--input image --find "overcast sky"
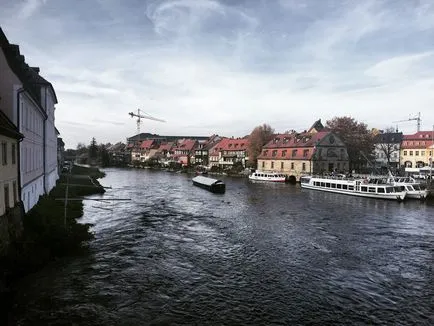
[0,0,434,147]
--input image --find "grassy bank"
[0,167,104,280]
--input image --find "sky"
[0,0,434,148]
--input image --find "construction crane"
[128,109,166,135]
[393,112,421,132]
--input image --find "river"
[13,169,434,325]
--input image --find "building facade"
[0,29,58,212]
[258,129,348,181]
[400,131,433,169]
[0,111,23,218]
[374,132,402,171]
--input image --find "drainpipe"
[17,88,25,202]
[41,88,48,194]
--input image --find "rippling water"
[10,169,434,325]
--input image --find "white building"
[0,29,58,212]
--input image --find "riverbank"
[0,166,105,324]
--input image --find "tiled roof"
[175,139,196,151]
[264,131,330,149]
[140,139,154,149]
[0,28,57,105]
[258,148,315,160]
[217,138,249,151]
[374,132,403,144]
[403,131,433,140]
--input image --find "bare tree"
[248,123,274,167]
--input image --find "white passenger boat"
[370,173,429,200]
[300,176,407,201]
[249,170,286,182]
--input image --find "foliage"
[89,137,98,160]
[326,116,374,171]
[248,123,274,167]
[377,127,399,168]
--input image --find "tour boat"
[191,175,226,194]
[369,173,429,200]
[249,170,286,182]
[300,176,407,201]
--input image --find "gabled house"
[374,132,402,171]
[400,131,433,168]
[214,138,249,169]
[194,135,222,166]
[155,142,175,165]
[0,28,58,212]
[258,128,348,180]
[173,139,198,166]
[0,108,23,218]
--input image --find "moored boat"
[249,170,286,182]
[191,175,226,194]
[300,176,407,201]
[387,173,429,200]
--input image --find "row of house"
[0,28,60,219]
[127,120,348,179]
[375,131,434,170]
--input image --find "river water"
[13,169,434,325]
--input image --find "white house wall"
[19,93,45,212]
[41,87,59,193]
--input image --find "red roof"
[258,147,315,160]
[140,139,154,149]
[401,131,433,149]
[215,138,249,151]
[264,131,330,149]
[158,143,173,151]
[175,139,196,151]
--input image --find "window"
[5,184,10,208]
[12,181,17,205]
[2,142,8,165]
[12,144,17,164]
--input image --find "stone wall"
[0,202,24,257]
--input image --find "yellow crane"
[128,109,166,135]
[393,112,421,132]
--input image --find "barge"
[191,175,226,194]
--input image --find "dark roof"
[0,27,57,108]
[374,132,402,144]
[308,119,324,132]
[127,133,209,142]
[0,110,24,139]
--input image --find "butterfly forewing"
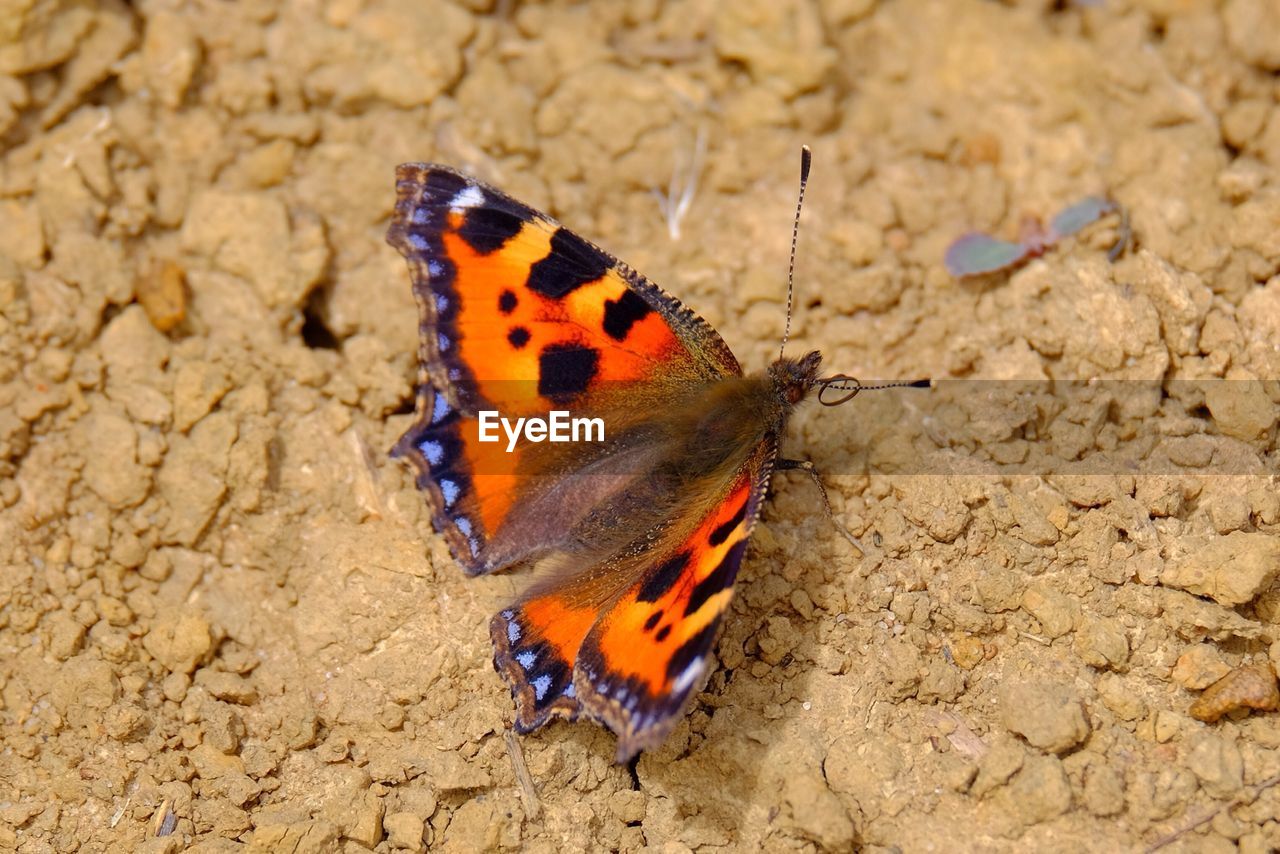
[387,164,741,572]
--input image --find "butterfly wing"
[387,163,741,574]
[490,439,776,762]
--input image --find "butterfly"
[387,149,916,762]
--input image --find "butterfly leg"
[773,457,870,556]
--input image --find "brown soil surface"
[0,0,1280,853]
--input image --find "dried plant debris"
[945,196,1129,278]
[1189,662,1280,723]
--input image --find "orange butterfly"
[387,149,926,762]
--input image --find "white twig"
[650,125,707,241]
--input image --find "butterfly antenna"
[778,146,813,359]
[814,374,933,406]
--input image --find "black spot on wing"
[458,205,524,255]
[708,501,746,545]
[538,344,600,403]
[604,291,653,341]
[685,539,746,617]
[667,620,719,679]
[636,552,690,602]
[507,326,529,350]
[422,169,470,205]
[529,228,609,300]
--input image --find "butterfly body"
[388,164,820,761]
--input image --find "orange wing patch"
[387,164,741,574]
[490,446,773,762]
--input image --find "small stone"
[1009,755,1071,825]
[1172,644,1231,691]
[187,744,244,780]
[1152,709,1190,744]
[383,814,424,851]
[1084,762,1125,818]
[1009,494,1059,545]
[1074,618,1129,670]
[246,818,338,854]
[133,259,187,332]
[50,653,120,716]
[783,773,854,851]
[173,361,232,433]
[77,407,151,508]
[142,611,214,673]
[1204,379,1276,442]
[969,736,1027,798]
[1000,679,1089,753]
[196,670,257,705]
[1021,584,1078,638]
[609,789,645,825]
[343,793,387,848]
[204,703,244,755]
[1208,493,1249,534]
[1189,661,1280,723]
[1187,732,1244,798]
[1098,673,1147,721]
[160,673,191,703]
[45,611,86,661]
[951,635,987,670]
[1160,531,1280,607]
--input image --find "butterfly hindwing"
[387,164,741,574]
[490,443,774,762]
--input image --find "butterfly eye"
[817,374,863,406]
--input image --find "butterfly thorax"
[769,350,822,410]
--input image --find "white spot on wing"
[417,439,444,469]
[431,392,452,424]
[449,184,484,213]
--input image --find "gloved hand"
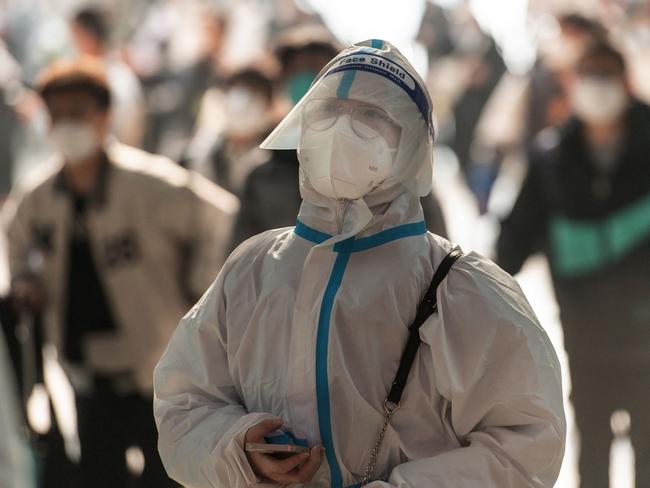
[244,419,324,484]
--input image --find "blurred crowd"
[0,0,650,488]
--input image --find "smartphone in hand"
[245,442,309,459]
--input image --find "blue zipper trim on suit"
[316,246,350,488]
[294,221,427,488]
[294,220,427,252]
[293,221,332,244]
[334,221,427,252]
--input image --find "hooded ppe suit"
[154,40,565,488]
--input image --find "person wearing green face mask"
[497,43,650,488]
[275,29,339,106]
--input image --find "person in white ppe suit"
[154,40,566,488]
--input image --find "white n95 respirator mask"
[298,115,395,200]
[49,121,99,166]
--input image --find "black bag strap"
[387,248,463,405]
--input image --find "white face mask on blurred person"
[225,87,268,136]
[50,121,99,166]
[298,115,395,200]
[571,76,628,124]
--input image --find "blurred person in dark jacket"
[497,43,650,488]
[230,28,447,249]
[3,58,237,487]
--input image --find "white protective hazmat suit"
[154,40,566,488]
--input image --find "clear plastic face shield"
[261,40,434,199]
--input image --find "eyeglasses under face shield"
[304,98,402,148]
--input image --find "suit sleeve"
[154,265,273,488]
[369,254,566,488]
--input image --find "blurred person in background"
[497,43,650,488]
[523,13,607,148]
[0,329,36,488]
[70,7,146,146]
[190,67,273,195]
[469,13,606,217]
[3,58,237,487]
[230,30,447,249]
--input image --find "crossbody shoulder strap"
[387,248,463,405]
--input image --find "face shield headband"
[322,51,435,139]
----------------------------------------
_GIVEN EXERCISE:_
Rewrite the records as a numbered list with blank lines omitted, from the start of the records through the line containing "[490,439,776,762]". Leave out the pictures.

_ANSWER TO THE TASK:_
1. --input image --find "overcast sky"
2. [0,0,434,147]
3. --input image --find "grassy bank"
4. [0,167,104,280]
5. --input image --find "sky"
6. [0,0,434,148]
7. --input image --find "construction crane"
8. [128,109,166,135]
9. [393,112,421,132]
10. --input image --find "river"
11. [13,169,434,325]
12. --input image --find "building facade"
13. [0,29,58,212]
14. [258,129,348,181]
15. [400,131,433,169]
16. [0,111,23,218]
17. [374,132,402,171]
18. --input image --find "drainpipe"
19. [17,88,25,202]
20. [41,88,48,194]
21. --input image --find "rippling water"
22. [10,169,434,325]
23. --input image --find "white building"
24. [0,29,58,212]
25. --input image --find "riverbank"
26. [0,166,105,324]
27. --input image --find "tiled roof"
28. [175,139,196,151]
29. [264,131,330,149]
30. [140,139,154,149]
31. [0,28,57,105]
32. [258,148,315,160]
33. [217,138,249,151]
34. [374,132,403,144]
35. [403,131,433,140]
36. --input image --find "bare tree"
37. [248,123,274,167]
38. --input image --find "white passenger boat"
39. [370,173,429,200]
40. [300,176,407,201]
41. [249,170,286,182]
42. --input image --find "foliage"
43. [89,137,98,160]
44. [326,116,374,171]
45. [248,123,274,167]
46. [377,127,399,168]
47. --input image --find "tour boat"
48. [191,175,226,194]
49. [369,173,429,200]
50. [249,170,286,182]
51. [300,176,407,201]
52. --input image --find "gabled house"
53. [374,132,402,171]
54. [400,131,433,168]
55. [214,138,249,169]
56. [194,135,222,166]
57. [155,142,175,165]
58. [0,28,58,212]
59. [258,128,348,180]
60. [173,139,198,166]
61. [0,108,23,218]
62. --input image --find "moored boat"
63. [249,170,286,182]
64. [191,175,226,194]
65. [300,176,407,201]
66. [387,173,429,200]
67. --input image --find "row of house"
68. [0,28,60,219]
69. [127,120,348,179]
70. [375,131,434,170]
71. --input image --find "river water"
72. [13,169,434,325]
73. --input image --find "white house wall"
74. [19,93,45,212]
75. [41,87,59,193]
76. --input image --find "red roof"
77. [258,147,315,160]
78. [140,139,154,149]
79. [401,131,433,149]
80. [215,138,249,151]
81. [264,131,330,149]
82. [158,143,173,151]
83. [175,139,196,151]
84. --input image --find "window"
85. [5,184,10,208]
86. [12,181,17,205]
87. [2,142,8,165]
88. [12,144,17,164]
89. --input image --find "stone wall"
90. [0,202,24,257]
91. --input image --find "yellow crane"
92. [128,109,166,135]
93. [393,112,421,132]
94. --input image --find "barge"
95. [191,175,226,194]
96. --input image --find "dark roof"
97. [0,27,57,108]
98. [374,132,402,144]
99. [308,119,324,132]
100. [127,133,209,142]
101. [0,110,24,139]
102. --input image --find "butterfly forewing"
103. [387,164,741,572]
104. --input image --find "butterfly wing"
105. [387,163,741,574]
106. [490,439,776,762]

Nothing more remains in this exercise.